WHAT IS BEING ASKED |
Copy, from the data below, every line that has "with" in it.

INPUT START

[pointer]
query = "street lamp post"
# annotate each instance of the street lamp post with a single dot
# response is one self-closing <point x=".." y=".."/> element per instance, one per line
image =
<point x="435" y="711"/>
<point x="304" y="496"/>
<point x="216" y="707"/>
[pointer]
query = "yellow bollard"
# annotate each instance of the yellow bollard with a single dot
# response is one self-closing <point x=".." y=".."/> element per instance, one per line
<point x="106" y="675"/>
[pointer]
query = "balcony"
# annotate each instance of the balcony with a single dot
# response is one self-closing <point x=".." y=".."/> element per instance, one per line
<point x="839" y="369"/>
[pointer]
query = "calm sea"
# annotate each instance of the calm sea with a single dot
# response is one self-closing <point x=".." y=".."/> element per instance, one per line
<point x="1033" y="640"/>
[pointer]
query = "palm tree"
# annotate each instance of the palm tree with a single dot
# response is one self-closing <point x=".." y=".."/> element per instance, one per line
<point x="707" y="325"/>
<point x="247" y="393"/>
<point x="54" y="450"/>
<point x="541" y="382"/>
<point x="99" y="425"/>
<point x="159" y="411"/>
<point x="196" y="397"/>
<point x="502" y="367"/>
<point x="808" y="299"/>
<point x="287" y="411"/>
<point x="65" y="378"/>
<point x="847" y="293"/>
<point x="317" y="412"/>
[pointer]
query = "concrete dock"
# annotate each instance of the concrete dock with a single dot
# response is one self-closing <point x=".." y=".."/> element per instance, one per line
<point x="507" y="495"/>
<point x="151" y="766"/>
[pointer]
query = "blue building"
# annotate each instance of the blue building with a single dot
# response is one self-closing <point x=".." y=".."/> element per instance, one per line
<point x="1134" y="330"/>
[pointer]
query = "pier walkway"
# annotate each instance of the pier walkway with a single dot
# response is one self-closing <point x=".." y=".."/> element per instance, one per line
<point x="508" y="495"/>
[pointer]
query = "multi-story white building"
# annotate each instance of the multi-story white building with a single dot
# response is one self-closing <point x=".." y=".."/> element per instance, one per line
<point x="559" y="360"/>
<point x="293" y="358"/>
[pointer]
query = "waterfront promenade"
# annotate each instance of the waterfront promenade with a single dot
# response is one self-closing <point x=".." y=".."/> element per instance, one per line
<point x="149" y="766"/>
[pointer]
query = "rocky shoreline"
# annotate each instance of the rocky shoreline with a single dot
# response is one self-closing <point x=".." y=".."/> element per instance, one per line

INPUT END

TASK RESULT |
# annotate each instance of the street lamp post with a single dot
# annotate each instance of the yellow bollard with a single dot
# annotate each instance of the balcony with a single dot
# annotate each instance of the calm sea with a single dot
# annotate each instance of the palm tree with a single dot
# annotate each instance of the concrete dock with a single dot
# annotate each instance of the blue building with a single dot
# annotate each instance of the pier walkway with a single dot
# annotate each instance of the multi-story white building with a single dot
# annotate each instance of the waterfront promenade with a single dot
# annotate each instance of the rocky shoreline with a single dot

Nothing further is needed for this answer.